◆ SUPPLIED RECORDS ◆
>>>>>

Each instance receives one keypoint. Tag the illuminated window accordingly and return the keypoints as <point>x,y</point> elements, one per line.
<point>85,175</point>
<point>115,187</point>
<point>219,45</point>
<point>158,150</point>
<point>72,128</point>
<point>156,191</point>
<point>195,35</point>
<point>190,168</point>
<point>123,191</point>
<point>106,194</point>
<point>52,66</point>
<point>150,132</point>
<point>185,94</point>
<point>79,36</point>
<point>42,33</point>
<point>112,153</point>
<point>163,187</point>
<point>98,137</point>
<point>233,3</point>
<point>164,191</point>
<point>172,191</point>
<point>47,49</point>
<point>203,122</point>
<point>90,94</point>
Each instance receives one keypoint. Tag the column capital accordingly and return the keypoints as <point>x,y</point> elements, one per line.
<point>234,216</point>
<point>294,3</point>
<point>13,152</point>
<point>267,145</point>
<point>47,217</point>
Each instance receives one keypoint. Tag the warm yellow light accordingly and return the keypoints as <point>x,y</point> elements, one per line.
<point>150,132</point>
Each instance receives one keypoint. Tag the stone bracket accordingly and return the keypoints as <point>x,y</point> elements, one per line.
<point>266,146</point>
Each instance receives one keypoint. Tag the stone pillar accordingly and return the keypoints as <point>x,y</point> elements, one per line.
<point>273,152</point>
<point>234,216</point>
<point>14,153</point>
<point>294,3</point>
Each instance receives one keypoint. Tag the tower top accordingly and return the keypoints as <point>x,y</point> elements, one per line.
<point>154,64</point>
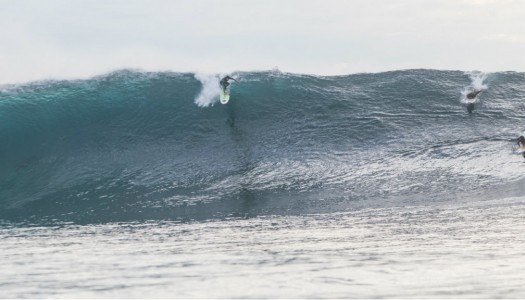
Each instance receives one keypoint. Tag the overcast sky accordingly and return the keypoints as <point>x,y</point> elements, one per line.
<point>41,39</point>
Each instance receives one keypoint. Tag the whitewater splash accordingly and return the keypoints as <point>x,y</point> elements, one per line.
<point>136,146</point>
<point>209,93</point>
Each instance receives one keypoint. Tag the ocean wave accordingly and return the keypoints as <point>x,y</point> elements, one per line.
<point>134,145</point>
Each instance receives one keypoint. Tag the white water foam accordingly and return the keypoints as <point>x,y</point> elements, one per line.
<point>210,89</point>
<point>476,84</point>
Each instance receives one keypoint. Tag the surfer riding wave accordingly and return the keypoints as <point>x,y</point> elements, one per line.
<point>225,82</point>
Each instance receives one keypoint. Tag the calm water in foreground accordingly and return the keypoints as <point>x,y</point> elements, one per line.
<point>467,251</point>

<<<<<

◆ JOB ◆
Convert every line of the rows above into a JSON list of strings, one string per line, skipping blank lines and omitting the pictures.

◆ OUTPUT OF THE TASK ◆
[
  "Each instance receives one keypoint. Tag the illuminated window accordingly and return the keypoints as <point>x,y</point> elements, one per line.",
  "<point>85,175</point>",
  "<point>115,187</point>",
  "<point>219,45</point>",
  "<point>158,150</point>",
  "<point>72,128</point>",
  "<point>156,191</point>",
  "<point>195,35</point>",
  "<point>190,168</point>",
  "<point>123,191</point>",
  "<point>106,194</point>",
  "<point>52,66</point>",
  "<point>150,132</point>",
  "<point>185,94</point>",
  "<point>79,36</point>",
  "<point>42,33</point>",
  "<point>112,153</point>",
  "<point>163,187</point>",
  "<point>98,137</point>",
  "<point>233,3</point>",
  "<point>164,191</point>",
  "<point>172,191</point>",
  "<point>47,49</point>",
  "<point>203,122</point>",
  "<point>90,94</point>",
  "Each instance receives one keypoint. Tag the column capital accordingly and return the keypoints as <point>x,y</point> elements, one per line.",
  "<point>234,216</point>",
  "<point>294,3</point>",
  "<point>13,152</point>",
  "<point>267,145</point>",
  "<point>47,217</point>",
  "Each instance receives one keypoint. Tag the warm yellow light accordingly and return the keypoints as <point>x,y</point> elements, one per line.",
  "<point>150,132</point>",
  "Each instance receives one keypoint. Tag the stone bracket accordingly and return the keypoints as <point>x,y</point> elements, one per line.",
  "<point>266,146</point>",
  "Each instance receives one keypoint. Tag the stone pillar accordingly and return the keypoints as <point>x,y</point> elements, one per line.",
  "<point>273,152</point>",
  "<point>234,216</point>",
  "<point>14,153</point>",
  "<point>294,3</point>",
  "Each instance receives one keypoint. Tag the tower top accordingly and return the keypoints as <point>x,y</point> elements, one per line.",
  "<point>154,64</point>",
  "Each instance receives one keypoint. Tag the overcast sky accordingly and return the keypoints as <point>x,y</point> elements, one per line.",
  "<point>41,39</point>",
  "Each instance receives one keypoint. Tag the whitewater splash accordingly and return the keypoints as <point>x,y</point> elements, one per line.",
  "<point>136,146</point>",
  "<point>209,93</point>",
  "Each instance receives one keypoint. Tag the ocean wave accordingly and return the keypoints as <point>x,y</point> elements, one per line.",
  "<point>134,145</point>",
  "Each instance receives one keypoint. Tag the white water foam accordingly and return the keypoints as <point>x,y</point> elements, one per line.",
  "<point>210,89</point>",
  "<point>476,84</point>",
  "Each instance receives one keypoint. Tag the surfer riding wave accordingly and return the keypoints as <point>x,y</point> elements, one per line.",
  "<point>225,82</point>",
  "Each instance receives one keypoint. Tag the calm water in foreground accordingly and return the keypoints as <point>x,y</point> elements, one per line.",
  "<point>467,251</point>"
]